◆ Deskripsi Tugas ◆
Jawablah pertanyaan berikut berdasarkan teks tentang Parentama 2022.
(a) Siapa penulis teks tersebut?
(b) Apa jabatan Ustaz Ismail Yusanto?
(c) Pada hari dan tanggal berapa agenda Parentama diadakan?

Parentama 2022: Stop Dikotomi Ilmu Dunia dan Ilmu Akhirat, Keduanya Terintegrasi

-

Parentama 2022: Stop Dikotomi Ilmu Dunia dan Ilmu Akhirat, Keduanya Terintegrasi

Penulis: Cut Putri Cory

“Sekali kita berbicara tentang pendidikan, pasti kita berbicara menyangkut manusia, tentang visi penciptaan manusia. Dalam pandangan Insantama, pendidikan yang baik adalah pendidikan yang mampu menyukseskan visi misi hidup manusia. Kita diciptakan bukan tanpa tujuan. Kita diciptakan bukan sia-sia, ada maksud dan tujuan, visi misinya. Maka pendidikan yang baik adalah yang bisa menyukseskan visi misi itu, juga bisa membawa anak-anak kita ini menjadi generasi yang kuat, bukan generasi yang lemah,” ujar Ustaz Ismail Yusanto, Ketua Yayasan Insantama Cendekia pada agenda Parentama (Parenting Insantama), Sabtu (16/7/2022).

◆ Daftar Catatan ◆
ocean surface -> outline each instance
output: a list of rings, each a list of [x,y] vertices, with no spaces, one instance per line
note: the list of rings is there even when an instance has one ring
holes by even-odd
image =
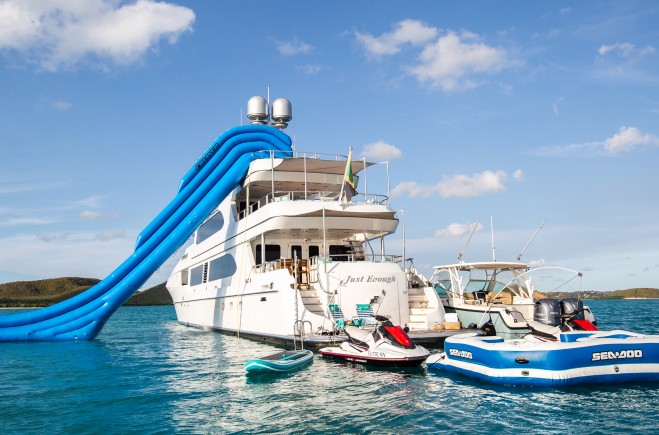
[[[601,329],[659,334],[659,300],[587,301]],[[8,310],[0,311],[5,314]],[[0,433],[657,433],[659,384],[501,387],[316,355],[252,378],[278,349],[122,307],[90,342],[0,343]]]

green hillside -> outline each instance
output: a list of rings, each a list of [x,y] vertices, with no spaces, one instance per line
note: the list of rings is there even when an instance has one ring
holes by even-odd
[[[0,284],[0,307],[46,307],[69,299],[99,282],[94,278],[51,278]],[[171,305],[165,284],[134,294],[124,305]]]
[[[627,290],[593,291],[582,292],[548,292],[547,297],[555,299],[576,298],[581,299],[659,299],[659,288],[630,288]]]

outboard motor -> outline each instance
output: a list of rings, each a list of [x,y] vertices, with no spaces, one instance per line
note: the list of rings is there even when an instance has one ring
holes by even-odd
[[[575,298],[565,298],[561,300],[561,317],[563,319],[585,320],[583,315],[583,302]]]
[[[556,299],[545,298],[535,302],[533,320],[549,326],[561,326],[561,304]]]

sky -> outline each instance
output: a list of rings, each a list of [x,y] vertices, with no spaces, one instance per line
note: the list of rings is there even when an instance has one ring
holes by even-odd
[[[659,287],[658,2],[329,5],[0,0],[0,283],[110,274],[269,86],[297,150],[390,162],[387,250],[427,277],[532,239]]]

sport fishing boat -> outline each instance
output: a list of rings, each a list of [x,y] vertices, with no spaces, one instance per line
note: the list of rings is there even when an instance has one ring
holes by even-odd
[[[320,354],[359,364],[412,367],[428,358],[430,352],[414,344],[407,331],[384,316],[375,316],[372,327],[346,326],[349,340],[340,346],[325,347]]]
[[[528,322],[535,320],[538,294],[531,282],[531,272],[551,269],[568,270],[570,277],[565,282],[581,280],[582,277],[580,272],[565,268],[531,269],[521,262],[490,261],[436,266],[431,282],[446,312],[455,312],[462,326],[479,329],[486,324],[492,325],[496,335],[513,339],[532,332]],[[580,310],[579,320],[597,324],[589,307],[581,304],[573,309]],[[560,324],[559,319],[552,326]]]
[[[252,97],[247,117],[281,130],[291,104]],[[383,191],[367,184],[367,169]],[[341,327],[368,309],[432,334],[444,320],[439,296],[385,249],[399,224],[388,186],[388,164],[353,160],[352,150],[252,161],[167,281],[179,323],[318,348],[345,340]]]
[[[659,381],[659,336],[567,331],[504,340],[480,333],[448,337],[428,368],[506,385],[564,387]]]

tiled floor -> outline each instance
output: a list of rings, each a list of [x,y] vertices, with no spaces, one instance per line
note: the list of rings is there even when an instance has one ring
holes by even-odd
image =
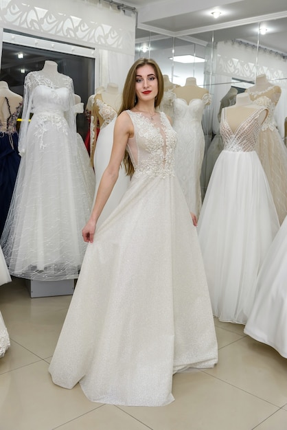
[[[287,429],[287,360],[216,319],[218,364],[176,374],[168,406],[93,403],[78,385],[54,385],[48,366],[70,299],[31,299],[16,278],[0,286],[11,340],[0,360],[0,430]]]

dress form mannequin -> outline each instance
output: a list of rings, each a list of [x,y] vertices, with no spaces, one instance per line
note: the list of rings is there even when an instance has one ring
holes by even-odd
[[[234,106],[222,109],[220,131],[225,146],[199,216],[214,315],[223,321],[246,324],[259,270],[279,229],[270,187],[255,150],[267,112],[246,93],[238,94]]]
[[[266,79],[256,78],[255,84],[246,90],[252,101],[268,109],[261,129],[256,151],[262,163],[273,196],[280,223],[287,215],[287,148],[278,131],[274,112],[282,93],[278,85]]]
[[[8,213],[21,157],[16,122],[23,97],[0,81],[0,237]]]
[[[178,98],[185,100],[187,103],[196,98],[201,99],[205,94],[208,93],[206,88],[201,88],[196,85],[196,79],[193,77],[187,78],[184,87],[177,87],[172,91]]]

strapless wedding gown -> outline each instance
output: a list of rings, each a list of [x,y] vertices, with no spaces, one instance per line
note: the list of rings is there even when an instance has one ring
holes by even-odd
[[[273,86],[271,86],[262,91],[248,89],[247,92],[256,104],[268,109],[267,118],[260,133],[256,151],[268,180],[281,224],[287,215],[287,148],[274,119],[276,104],[266,96],[273,88]]]
[[[222,109],[225,148],[213,170],[198,220],[212,309],[220,321],[246,324],[256,279],[279,225],[255,151],[261,125],[253,112],[233,133]]]
[[[97,98],[95,102],[97,104],[99,113],[104,121],[97,138],[93,157],[93,166],[95,173],[94,201],[97,195],[102,175],[110,161],[113,142],[113,130],[117,115],[117,112],[111,106],[106,104],[101,100]],[[100,226],[117,206],[129,183],[129,177],[126,176],[124,165],[122,164],[118,179],[97,220],[97,226]]]
[[[92,401],[160,406],[174,400],[174,372],[214,365],[217,343],[176,133],[163,113],[127,115],[135,173],[88,245],[49,372]]]
[[[287,359],[287,217],[262,264],[244,332]]]
[[[201,120],[210,101],[211,95],[207,93],[188,104],[181,98],[173,103],[173,126],[179,139],[174,168],[190,211],[197,216],[202,205],[200,172],[205,147]]]
[[[25,80],[25,111],[33,116],[20,130],[21,160],[3,252],[14,276],[73,279],[87,248],[81,231],[91,210],[94,172],[86,148],[78,144],[72,88],[54,87],[41,72]]]

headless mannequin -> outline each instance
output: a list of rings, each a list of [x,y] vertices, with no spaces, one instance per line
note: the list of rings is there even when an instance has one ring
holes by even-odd
[[[173,84],[172,82],[170,82],[168,75],[163,75],[163,88],[164,88],[165,91],[167,91],[169,89],[173,89],[174,88],[177,88],[178,87],[180,87],[180,85],[178,85],[177,84]]]
[[[246,93],[238,94],[234,106],[227,109],[227,119],[230,128],[234,133],[240,125],[255,111],[262,106],[255,104]],[[262,124],[268,114],[268,109],[265,109],[258,117],[258,122]]]
[[[208,93],[205,88],[196,85],[195,78],[187,78],[184,87],[178,87],[172,91],[178,98],[185,100],[187,103],[194,99],[202,99],[205,94]]]
[[[21,95],[11,91],[6,82],[0,81],[0,120],[1,122],[7,121],[11,114],[15,113],[22,102]]]

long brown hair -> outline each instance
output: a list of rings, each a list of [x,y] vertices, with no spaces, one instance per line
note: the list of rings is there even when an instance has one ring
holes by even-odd
[[[126,76],[123,89],[122,103],[118,115],[122,113],[122,112],[124,112],[124,111],[128,111],[133,109],[137,104],[137,97],[135,93],[135,79],[137,76],[137,71],[139,67],[141,67],[146,65],[152,66],[154,70],[154,74],[157,76],[158,84],[157,95],[154,99],[154,107],[156,108],[160,105],[163,95],[163,78],[161,71],[154,60],[145,58],[139,58],[133,63]],[[126,169],[126,174],[128,176],[131,176],[134,172],[134,168],[128,152],[126,150],[124,157],[124,165]]]

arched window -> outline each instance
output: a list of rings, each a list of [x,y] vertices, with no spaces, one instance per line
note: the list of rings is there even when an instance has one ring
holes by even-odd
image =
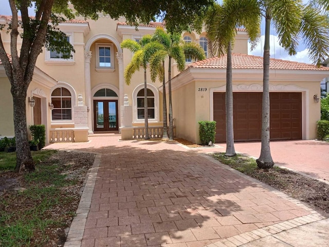
[[[145,94],[143,89],[140,90],[137,93],[137,119],[143,119],[144,118],[144,95]],[[155,114],[154,94],[151,90],[148,89],[147,95],[148,118],[154,119]]]
[[[118,97],[118,95],[109,89],[102,89],[96,92],[94,97]]]
[[[206,37],[201,37],[199,41],[200,46],[204,48],[205,53],[206,54],[206,57],[208,57],[207,47],[207,38]]]
[[[70,92],[65,87],[55,89],[51,93],[51,103],[53,109],[51,111],[51,120],[71,120],[72,104]]]
[[[185,36],[183,38],[183,40],[186,43],[191,43],[192,42],[192,38],[190,36]],[[192,58],[189,56],[185,59],[185,62],[187,63],[190,63],[192,62]]]

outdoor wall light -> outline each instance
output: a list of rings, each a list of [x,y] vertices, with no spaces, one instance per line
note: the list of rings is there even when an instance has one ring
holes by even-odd
[[[29,97],[29,104],[31,107],[34,107],[34,105],[35,105],[35,100],[33,98],[33,96],[30,98]]]
[[[320,100],[320,99],[318,97],[317,94],[315,94],[313,96],[313,98],[314,99],[314,102],[315,102],[316,103],[319,103],[319,100]]]
[[[49,102],[49,109],[50,109],[50,111],[52,111],[53,109],[53,104],[52,103]]]

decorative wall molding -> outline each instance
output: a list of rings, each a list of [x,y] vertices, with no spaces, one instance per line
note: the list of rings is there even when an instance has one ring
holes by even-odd
[[[252,84],[246,85],[240,84],[239,85],[233,85],[232,86],[233,92],[249,91],[249,92],[262,92],[263,85],[259,84]],[[225,85],[219,87],[210,89],[210,93],[214,92],[225,92],[226,86]],[[270,91],[293,91],[303,92],[308,90],[296,86],[296,85],[269,85]]]
[[[38,95],[38,96],[41,96],[43,98],[47,98],[47,95],[45,92],[42,89],[36,88],[34,90],[31,91],[31,96]]]
[[[86,48],[85,50],[86,51],[89,51],[90,49],[90,47],[94,43],[94,42],[96,41],[102,39],[105,39],[106,40],[108,40],[112,42],[113,44],[115,45],[117,47],[117,49],[118,49],[118,52],[122,52],[122,49],[121,49],[121,46],[120,46],[120,42],[117,40],[116,39],[113,37],[112,36],[106,34],[106,33],[100,33],[99,34],[96,34],[90,38],[88,41],[87,41],[87,43],[86,44]]]

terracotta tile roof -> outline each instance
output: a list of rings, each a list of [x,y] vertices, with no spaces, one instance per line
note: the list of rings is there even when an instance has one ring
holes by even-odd
[[[125,22],[118,22],[117,25],[122,25],[123,26],[130,26],[129,24],[127,24]],[[143,24],[142,23],[140,23],[138,25],[139,27],[164,27],[164,23],[162,22],[151,22],[148,24]]]
[[[12,63],[12,61],[11,61],[11,55],[10,54],[7,54],[7,56],[8,57],[8,58],[9,59],[9,62],[10,62],[10,63]],[[1,61],[1,59],[0,59],[0,65],[2,64],[2,62]]]
[[[215,57],[191,63],[189,67],[226,68],[226,55]],[[263,57],[246,54],[232,54],[232,68],[235,69],[263,69]],[[313,64],[270,58],[270,69],[328,70],[329,67],[320,68]]]
[[[11,15],[3,15],[0,14],[0,19],[5,19],[8,21],[11,21],[12,18]],[[30,18],[34,19],[34,16],[30,16]],[[19,20],[22,20],[21,16],[19,16]],[[76,19],[71,19],[68,20],[64,22],[65,23],[88,23],[88,22],[86,21],[84,21],[83,20],[76,20]]]

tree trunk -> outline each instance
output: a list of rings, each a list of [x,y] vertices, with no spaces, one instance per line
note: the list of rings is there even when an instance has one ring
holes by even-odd
[[[274,165],[269,146],[269,34],[271,17],[266,15],[265,40],[264,45],[263,101],[262,106],[262,148],[261,155],[256,160],[260,168],[269,169]]]
[[[164,61],[162,62],[162,66],[163,67],[163,71],[164,71]],[[166,97],[166,78],[164,77],[164,75],[163,75],[163,80],[162,81],[162,88],[163,88],[163,99],[162,99],[162,105],[163,105],[163,133],[162,135],[162,139],[168,139],[168,120],[167,119],[167,97]]]
[[[236,155],[234,149],[233,131],[233,89],[232,83],[232,50],[231,43],[229,42],[227,47],[226,93],[225,94],[226,111],[226,151],[225,155],[229,156]]]
[[[15,84],[22,85],[25,82]],[[27,83],[28,85],[29,83]],[[15,87],[16,88],[18,87]],[[35,169],[34,163],[32,158],[30,145],[27,138],[26,123],[26,90],[22,89],[15,89],[12,84],[11,94],[13,96],[14,108],[14,127],[16,139],[16,168],[19,172],[23,169],[33,171]]]
[[[168,65],[168,93],[169,94],[169,140],[174,140],[174,126],[173,124],[173,108],[171,100],[171,57],[169,57]]]
[[[149,113],[148,112],[148,86],[146,82],[146,69],[144,69],[144,120],[145,122],[145,139],[150,139],[149,135]]]

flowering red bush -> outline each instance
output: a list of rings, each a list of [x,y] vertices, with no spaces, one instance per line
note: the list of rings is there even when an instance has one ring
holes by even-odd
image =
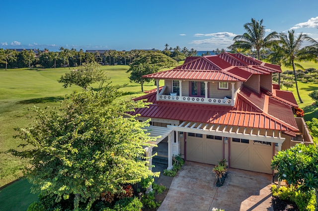
[[[304,110],[300,107],[296,107],[294,110],[294,114],[296,115],[297,117],[303,117],[304,113]]]

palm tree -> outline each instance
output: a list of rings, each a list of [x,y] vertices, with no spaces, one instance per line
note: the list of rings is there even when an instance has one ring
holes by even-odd
[[[6,70],[8,65],[8,60],[9,60],[11,58],[15,60],[14,59],[14,53],[13,53],[13,51],[9,49],[5,49],[4,51],[3,51],[3,57],[5,60],[5,70]]]
[[[98,58],[100,57],[100,53],[99,53],[99,52],[98,51],[96,51],[95,52],[95,57],[96,58],[96,62],[97,63],[98,62]]]
[[[188,53],[189,52],[189,50],[187,49],[187,47],[183,47],[181,52],[184,54],[185,56],[187,56],[188,55]]]
[[[265,27],[262,24],[263,19],[256,21],[252,18],[250,23],[244,24],[245,33],[242,35],[236,36],[233,39],[234,43],[228,48],[230,49],[235,48],[254,49],[257,53],[257,58],[260,59],[261,49],[271,46],[278,38],[276,32],[273,32],[265,37]]]
[[[168,49],[168,47],[169,47],[169,45],[167,44],[165,44],[165,45],[164,45],[164,51],[169,51],[169,49]]]
[[[80,65],[81,65],[81,57],[84,55],[84,51],[82,49],[80,49],[79,51],[79,55],[80,56]]]
[[[31,60],[34,58],[35,53],[33,52],[32,49],[30,49],[29,51],[27,51],[26,55],[29,59],[29,68],[31,69]]]
[[[56,67],[56,59],[60,57],[60,53],[59,52],[52,52],[52,55],[54,59],[54,69],[55,69]]]
[[[301,33],[298,37],[295,37],[293,30],[288,31],[288,33],[281,32],[279,35],[279,54],[277,55],[276,59],[281,60],[282,64],[287,67],[293,67],[294,77],[296,84],[297,95],[300,103],[303,103],[297,85],[297,78],[295,67],[304,69],[304,67],[295,61],[299,61],[306,58],[311,58],[308,55],[306,56],[304,53],[304,49],[301,49],[303,42],[305,40],[312,41],[313,39],[307,35]]]
[[[69,58],[73,58],[74,57],[74,55],[73,55],[73,51],[68,49],[64,49],[63,53],[63,56],[64,58],[64,68],[65,68],[65,61],[67,60],[68,62],[68,65],[69,66],[69,69],[71,69],[70,68],[70,60],[69,60]]]
[[[179,52],[181,51],[181,48],[180,48],[180,46],[177,46],[173,49],[173,51],[175,52]]]

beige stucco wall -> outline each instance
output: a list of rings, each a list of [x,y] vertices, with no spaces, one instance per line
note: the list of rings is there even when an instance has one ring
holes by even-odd
[[[259,75],[252,75],[247,81],[243,82],[243,84],[259,92],[260,78]]]
[[[210,93],[209,98],[223,99],[225,96],[231,96],[232,95],[231,83],[229,83],[229,90],[218,89],[219,83],[217,81],[215,83],[209,83],[208,86]]]
[[[269,75],[261,75],[260,77],[260,86],[272,92],[272,74]]]

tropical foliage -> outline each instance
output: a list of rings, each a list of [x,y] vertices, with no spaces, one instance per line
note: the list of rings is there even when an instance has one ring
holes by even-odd
[[[16,137],[33,147],[8,152],[30,159],[25,176],[32,192],[57,202],[72,199],[75,210],[80,202],[89,210],[103,192],[123,192],[121,184],[158,176],[146,165],[143,149],[156,138],[145,133],[147,122],[127,113],[147,105],[118,101],[118,88],[74,93],[57,108],[32,108],[33,124],[17,129]]]

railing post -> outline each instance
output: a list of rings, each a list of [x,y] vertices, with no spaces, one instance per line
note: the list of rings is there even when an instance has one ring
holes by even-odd
[[[159,100],[159,79],[156,79],[156,82],[157,83],[157,100]]]
[[[205,99],[204,99],[204,102],[207,103],[208,102],[208,82],[204,82],[204,88],[205,89]]]
[[[182,98],[182,80],[179,80],[179,100],[181,101]]]

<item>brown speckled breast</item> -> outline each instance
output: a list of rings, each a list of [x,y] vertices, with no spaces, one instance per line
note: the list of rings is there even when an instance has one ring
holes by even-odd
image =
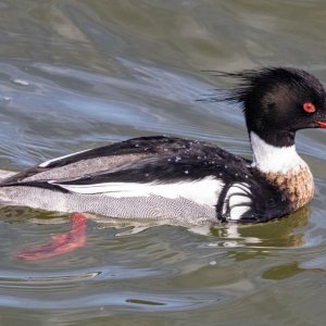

◆ Hasil Tugas ◆
(a) Cut Putri Cory.
(b) Ketua Yayasan Insantama Cendekia.
(c) Sabtu, 16/7/2022.